_What is needed:_ From the records below, work out how many lines contain "beach". Reply with that number alone.

_Data under study:_
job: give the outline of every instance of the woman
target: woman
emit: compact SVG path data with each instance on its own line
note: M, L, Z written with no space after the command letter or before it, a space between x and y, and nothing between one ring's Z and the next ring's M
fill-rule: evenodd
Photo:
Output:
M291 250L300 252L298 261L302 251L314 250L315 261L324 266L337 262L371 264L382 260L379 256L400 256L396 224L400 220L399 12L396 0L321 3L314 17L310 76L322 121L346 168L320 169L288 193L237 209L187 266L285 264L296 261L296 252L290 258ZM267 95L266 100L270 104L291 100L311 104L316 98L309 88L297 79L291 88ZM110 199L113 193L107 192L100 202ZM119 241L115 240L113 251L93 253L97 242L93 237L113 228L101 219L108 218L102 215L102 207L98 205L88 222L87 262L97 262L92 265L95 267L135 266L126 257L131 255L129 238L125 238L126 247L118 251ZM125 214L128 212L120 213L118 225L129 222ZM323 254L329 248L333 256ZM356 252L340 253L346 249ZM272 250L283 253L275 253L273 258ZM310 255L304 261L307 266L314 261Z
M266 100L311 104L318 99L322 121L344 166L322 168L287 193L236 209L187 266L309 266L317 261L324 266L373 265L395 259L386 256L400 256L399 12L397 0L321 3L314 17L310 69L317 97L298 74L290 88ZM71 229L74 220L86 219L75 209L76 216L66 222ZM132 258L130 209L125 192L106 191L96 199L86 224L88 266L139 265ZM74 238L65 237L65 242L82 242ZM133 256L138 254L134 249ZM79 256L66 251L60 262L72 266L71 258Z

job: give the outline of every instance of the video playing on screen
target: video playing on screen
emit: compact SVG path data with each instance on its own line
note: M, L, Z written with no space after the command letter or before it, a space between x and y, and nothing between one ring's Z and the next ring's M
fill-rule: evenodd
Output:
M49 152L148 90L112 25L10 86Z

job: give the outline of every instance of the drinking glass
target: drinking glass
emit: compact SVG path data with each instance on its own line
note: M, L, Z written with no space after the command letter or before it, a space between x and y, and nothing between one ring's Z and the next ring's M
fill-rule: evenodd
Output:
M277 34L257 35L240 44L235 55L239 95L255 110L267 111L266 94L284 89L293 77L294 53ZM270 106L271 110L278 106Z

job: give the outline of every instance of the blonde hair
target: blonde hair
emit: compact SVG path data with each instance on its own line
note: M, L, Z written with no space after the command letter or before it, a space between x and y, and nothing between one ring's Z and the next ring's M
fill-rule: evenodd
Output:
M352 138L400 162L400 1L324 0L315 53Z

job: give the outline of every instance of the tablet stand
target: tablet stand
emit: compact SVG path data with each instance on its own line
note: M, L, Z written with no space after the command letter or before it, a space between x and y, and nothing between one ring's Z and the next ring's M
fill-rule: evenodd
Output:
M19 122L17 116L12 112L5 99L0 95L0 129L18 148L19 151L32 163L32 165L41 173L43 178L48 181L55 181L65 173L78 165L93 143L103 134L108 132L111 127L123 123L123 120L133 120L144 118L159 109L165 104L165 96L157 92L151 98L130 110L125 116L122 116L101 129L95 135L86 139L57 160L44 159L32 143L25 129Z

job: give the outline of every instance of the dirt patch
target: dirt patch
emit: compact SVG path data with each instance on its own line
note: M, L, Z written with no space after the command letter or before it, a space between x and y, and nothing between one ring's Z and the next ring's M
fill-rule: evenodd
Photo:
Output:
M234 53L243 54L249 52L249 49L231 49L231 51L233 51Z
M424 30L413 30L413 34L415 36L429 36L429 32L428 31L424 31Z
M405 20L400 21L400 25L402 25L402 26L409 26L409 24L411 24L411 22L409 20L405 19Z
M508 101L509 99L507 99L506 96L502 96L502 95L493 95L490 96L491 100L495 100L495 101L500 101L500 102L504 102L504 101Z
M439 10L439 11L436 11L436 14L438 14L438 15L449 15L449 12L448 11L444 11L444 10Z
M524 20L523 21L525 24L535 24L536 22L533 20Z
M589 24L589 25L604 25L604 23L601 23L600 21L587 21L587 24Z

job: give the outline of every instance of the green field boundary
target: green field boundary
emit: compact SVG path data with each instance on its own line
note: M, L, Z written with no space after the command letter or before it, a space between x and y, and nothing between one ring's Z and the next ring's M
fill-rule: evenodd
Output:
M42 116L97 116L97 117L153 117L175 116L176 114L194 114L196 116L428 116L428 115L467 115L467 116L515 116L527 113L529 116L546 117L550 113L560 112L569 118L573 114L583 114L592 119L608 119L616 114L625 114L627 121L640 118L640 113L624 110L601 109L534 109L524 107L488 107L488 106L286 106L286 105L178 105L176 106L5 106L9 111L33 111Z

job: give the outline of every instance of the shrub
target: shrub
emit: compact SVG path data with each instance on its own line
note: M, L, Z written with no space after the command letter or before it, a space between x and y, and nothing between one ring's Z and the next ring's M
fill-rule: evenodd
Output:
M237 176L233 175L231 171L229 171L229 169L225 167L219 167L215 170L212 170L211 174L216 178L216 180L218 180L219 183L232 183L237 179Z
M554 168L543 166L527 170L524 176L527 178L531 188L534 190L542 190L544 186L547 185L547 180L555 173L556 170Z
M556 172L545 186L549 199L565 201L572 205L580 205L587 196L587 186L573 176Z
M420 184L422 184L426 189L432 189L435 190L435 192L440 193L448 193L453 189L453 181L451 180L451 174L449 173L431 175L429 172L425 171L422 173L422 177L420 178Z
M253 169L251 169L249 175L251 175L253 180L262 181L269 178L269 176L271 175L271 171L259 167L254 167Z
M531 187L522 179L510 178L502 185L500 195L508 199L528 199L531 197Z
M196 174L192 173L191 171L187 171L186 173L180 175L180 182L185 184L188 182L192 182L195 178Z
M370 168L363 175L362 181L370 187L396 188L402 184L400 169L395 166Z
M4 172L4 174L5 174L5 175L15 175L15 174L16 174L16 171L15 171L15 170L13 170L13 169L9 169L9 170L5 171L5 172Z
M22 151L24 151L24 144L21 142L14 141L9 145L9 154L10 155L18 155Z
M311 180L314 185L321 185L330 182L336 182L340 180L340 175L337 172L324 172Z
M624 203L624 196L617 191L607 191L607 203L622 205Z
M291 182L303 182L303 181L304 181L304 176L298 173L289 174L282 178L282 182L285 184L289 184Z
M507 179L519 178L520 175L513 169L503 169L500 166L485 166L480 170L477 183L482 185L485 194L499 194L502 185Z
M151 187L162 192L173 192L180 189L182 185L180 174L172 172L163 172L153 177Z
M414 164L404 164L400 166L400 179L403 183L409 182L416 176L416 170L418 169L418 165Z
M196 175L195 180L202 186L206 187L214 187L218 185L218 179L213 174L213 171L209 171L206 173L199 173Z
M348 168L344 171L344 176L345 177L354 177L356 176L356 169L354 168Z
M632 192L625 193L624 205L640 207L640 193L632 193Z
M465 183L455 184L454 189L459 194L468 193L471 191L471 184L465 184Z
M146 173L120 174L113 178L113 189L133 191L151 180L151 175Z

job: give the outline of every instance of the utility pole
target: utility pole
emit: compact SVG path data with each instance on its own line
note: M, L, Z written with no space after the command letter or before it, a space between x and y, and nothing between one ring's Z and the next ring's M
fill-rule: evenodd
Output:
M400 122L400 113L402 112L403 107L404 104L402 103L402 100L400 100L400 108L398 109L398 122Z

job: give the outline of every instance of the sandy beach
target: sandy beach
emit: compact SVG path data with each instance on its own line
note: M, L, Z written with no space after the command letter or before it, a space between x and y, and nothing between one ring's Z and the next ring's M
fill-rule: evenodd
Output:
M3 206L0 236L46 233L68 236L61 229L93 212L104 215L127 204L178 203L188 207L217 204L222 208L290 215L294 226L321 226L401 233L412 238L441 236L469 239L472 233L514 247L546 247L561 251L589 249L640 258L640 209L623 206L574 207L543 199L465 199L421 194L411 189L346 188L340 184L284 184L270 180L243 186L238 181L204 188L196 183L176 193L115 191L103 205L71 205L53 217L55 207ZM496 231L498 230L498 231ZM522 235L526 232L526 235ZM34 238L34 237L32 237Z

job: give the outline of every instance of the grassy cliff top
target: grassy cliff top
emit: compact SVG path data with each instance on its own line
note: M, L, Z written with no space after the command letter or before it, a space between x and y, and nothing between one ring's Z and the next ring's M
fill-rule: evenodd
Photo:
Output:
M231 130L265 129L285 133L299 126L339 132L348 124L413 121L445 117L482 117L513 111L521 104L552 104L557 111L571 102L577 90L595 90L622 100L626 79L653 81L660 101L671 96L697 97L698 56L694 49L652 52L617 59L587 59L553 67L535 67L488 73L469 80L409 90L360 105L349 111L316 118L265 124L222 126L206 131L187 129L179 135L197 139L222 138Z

_Task response:_ 2